## INFORMATION PROVIDED

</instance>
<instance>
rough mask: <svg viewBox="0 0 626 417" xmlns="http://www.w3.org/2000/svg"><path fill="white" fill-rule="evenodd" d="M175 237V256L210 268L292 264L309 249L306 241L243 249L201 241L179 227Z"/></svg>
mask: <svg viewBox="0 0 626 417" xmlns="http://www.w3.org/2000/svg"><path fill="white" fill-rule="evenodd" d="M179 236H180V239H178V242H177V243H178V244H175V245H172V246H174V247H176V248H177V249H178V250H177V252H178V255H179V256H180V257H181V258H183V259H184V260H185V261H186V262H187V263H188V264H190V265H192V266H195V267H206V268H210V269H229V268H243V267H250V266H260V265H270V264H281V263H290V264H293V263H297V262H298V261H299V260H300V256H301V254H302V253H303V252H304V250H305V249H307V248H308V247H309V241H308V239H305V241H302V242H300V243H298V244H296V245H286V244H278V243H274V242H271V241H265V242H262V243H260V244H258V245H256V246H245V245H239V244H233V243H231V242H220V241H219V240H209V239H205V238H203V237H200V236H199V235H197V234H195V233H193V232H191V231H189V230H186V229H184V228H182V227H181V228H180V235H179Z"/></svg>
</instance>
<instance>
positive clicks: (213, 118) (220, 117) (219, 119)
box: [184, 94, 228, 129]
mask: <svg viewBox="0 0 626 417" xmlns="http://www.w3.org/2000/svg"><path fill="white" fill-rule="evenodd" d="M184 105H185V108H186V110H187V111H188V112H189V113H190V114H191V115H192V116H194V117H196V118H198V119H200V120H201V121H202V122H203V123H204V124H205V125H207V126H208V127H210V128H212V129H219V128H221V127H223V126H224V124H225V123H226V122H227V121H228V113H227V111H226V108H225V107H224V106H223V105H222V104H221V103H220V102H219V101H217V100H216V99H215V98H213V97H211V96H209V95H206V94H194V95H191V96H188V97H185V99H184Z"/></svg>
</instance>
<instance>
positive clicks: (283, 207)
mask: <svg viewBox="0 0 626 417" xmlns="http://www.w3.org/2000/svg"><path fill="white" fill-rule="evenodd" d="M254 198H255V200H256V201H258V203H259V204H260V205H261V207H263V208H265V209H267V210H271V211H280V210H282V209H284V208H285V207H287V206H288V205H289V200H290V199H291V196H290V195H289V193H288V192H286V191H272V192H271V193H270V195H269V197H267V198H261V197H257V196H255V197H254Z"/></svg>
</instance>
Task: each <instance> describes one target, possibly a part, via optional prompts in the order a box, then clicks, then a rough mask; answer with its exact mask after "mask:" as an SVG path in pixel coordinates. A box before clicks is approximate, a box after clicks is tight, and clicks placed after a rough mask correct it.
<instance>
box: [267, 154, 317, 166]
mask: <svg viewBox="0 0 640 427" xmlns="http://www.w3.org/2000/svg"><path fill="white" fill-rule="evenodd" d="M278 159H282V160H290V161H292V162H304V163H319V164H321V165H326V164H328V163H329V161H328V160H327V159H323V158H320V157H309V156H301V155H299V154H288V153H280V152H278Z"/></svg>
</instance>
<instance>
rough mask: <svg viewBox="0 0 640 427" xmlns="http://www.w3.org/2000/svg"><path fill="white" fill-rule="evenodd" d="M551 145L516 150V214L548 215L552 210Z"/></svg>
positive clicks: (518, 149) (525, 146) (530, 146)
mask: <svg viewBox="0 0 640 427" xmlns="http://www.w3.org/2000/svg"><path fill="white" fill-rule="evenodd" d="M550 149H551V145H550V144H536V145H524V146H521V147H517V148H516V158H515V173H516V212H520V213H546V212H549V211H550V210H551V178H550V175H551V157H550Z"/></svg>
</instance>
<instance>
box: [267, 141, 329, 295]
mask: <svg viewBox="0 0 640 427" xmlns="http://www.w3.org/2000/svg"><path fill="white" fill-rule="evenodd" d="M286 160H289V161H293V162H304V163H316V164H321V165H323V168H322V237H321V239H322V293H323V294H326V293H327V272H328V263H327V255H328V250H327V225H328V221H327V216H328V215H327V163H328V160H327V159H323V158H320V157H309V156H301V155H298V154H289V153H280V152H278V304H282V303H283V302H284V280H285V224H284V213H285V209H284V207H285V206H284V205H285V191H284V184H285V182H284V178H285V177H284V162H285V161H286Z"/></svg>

## PROBLEM
With no additions or omissions, transcribe every record.

## TASK RESPONSE
</instance>
<instance>
rough mask: <svg viewBox="0 0 626 417" xmlns="http://www.w3.org/2000/svg"><path fill="white" fill-rule="evenodd" d="M175 237V256L210 268L292 264L309 249L306 241L243 249L201 241L179 227Z"/></svg>
mask: <svg viewBox="0 0 626 417" xmlns="http://www.w3.org/2000/svg"><path fill="white" fill-rule="evenodd" d="M179 236H180V239H178V242H177V243H178V244H175V245H172V246H174V247H176V248H177V249H178V250H177V252H178V255H179V256H180V257H181V258H183V259H184V260H185V261H186V262H187V263H188V264H190V265H192V266H195V267H206V268H210V269H229V268H243V267H250V266H260V265H270V264H281V263H290V264H293V263H297V262H298V261H299V260H300V256H301V254H302V253H303V252H304V250H305V249H307V248H308V247H309V241H308V239H305V241H302V242H300V243H298V244H296V245H286V244H278V243H274V242H271V241H265V242H262V243H260V244H258V245H256V246H245V245H239V244H233V243H231V242H220V241H219V240H209V239H205V238H203V237H200V236H199V235H197V234H195V233H193V232H191V231H189V230H186V229H184V228H182V227H181V228H180V235H179Z"/></svg>
</instance>
<instance>
positive clicks: (213, 118) (220, 117) (219, 119)
box: [184, 94, 228, 129]
mask: <svg viewBox="0 0 626 417" xmlns="http://www.w3.org/2000/svg"><path fill="white" fill-rule="evenodd" d="M184 105H185V108H186V110H187V111H188V112H189V113H190V114H191V115H192V116H194V117H196V118H198V119H200V120H201V121H202V122H203V123H204V124H205V125H207V126H208V127H210V128H212V129H219V128H221V127H223V126H224V124H225V123H226V122H227V121H228V113H227V111H226V108H225V107H224V106H223V105H222V104H221V103H220V102H219V101H217V100H216V99H215V98H213V97H211V96H209V95H206V94H194V95H191V96H188V97H185V99H184Z"/></svg>
</instance>
<instance>
positive clicks: (283, 207)
mask: <svg viewBox="0 0 626 417" xmlns="http://www.w3.org/2000/svg"><path fill="white" fill-rule="evenodd" d="M254 198H255V200H256V201H258V203H259V204H260V205H261V207H263V208H265V209H267V210H271V211H280V210H282V209H284V208H285V207H287V206H288V205H289V200H290V199H291V196H290V195H289V193H288V192H286V191H272V192H271V193H270V195H269V197H267V198H261V197H257V196H255V197H254Z"/></svg>
</instance>
Task: each <instance> describes one target, possibly a part, via optional prompts in the order a box, then clicks, then a rough mask; answer with its exact mask after "mask:" as an SVG path in pixel coordinates. A box before clicks is approximate, a box after clicks is tight, and clicks placed after a rough mask correct it.
<instance>
box: [267, 154, 317, 166]
mask: <svg viewBox="0 0 640 427" xmlns="http://www.w3.org/2000/svg"><path fill="white" fill-rule="evenodd" d="M278 159H282V160H290V161H292V162H304V163H319V164H321V165H326V164H328V163H329V161H328V160H327V159H323V158H320V157H309V156H301V155H299V154H288V153H280V152H278Z"/></svg>
</instance>
<instance>
rough mask: <svg viewBox="0 0 640 427" xmlns="http://www.w3.org/2000/svg"><path fill="white" fill-rule="evenodd" d="M551 145L516 150V214L548 215L552 210Z"/></svg>
positive clicks: (518, 149) (525, 146) (530, 146)
mask: <svg viewBox="0 0 640 427" xmlns="http://www.w3.org/2000/svg"><path fill="white" fill-rule="evenodd" d="M550 149H551V145H550V144H536V145H524V146H521V147H517V148H516V158H515V173H516V212H520V213H546V212H549V211H550V210H551V178H550V175H551V157H550Z"/></svg>
</instance>
<instance>
box: [267, 141, 329, 295]
mask: <svg viewBox="0 0 640 427" xmlns="http://www.w3.org/2000/svg"><path fill="white" fill-rule="evenodd" d="M286 160H289V161H293V162H304V163H316V164H321V165H323V168H322V237H321V239H322V293H323V294H326V293H327V272H328V263H327V255H328V250H327V225H328V221H327V216H328V215H327V163H328V160H327V159H323V158H320V157H309V156H301V155H298V154H289V153H280V152H278V304H282V303H283V302H284V280H285V224H284V213H285V209H284V207H285V206H284V205H285V191H284V184H285V182H284V178H285V177H284V162H285V161H286Z"/></svg>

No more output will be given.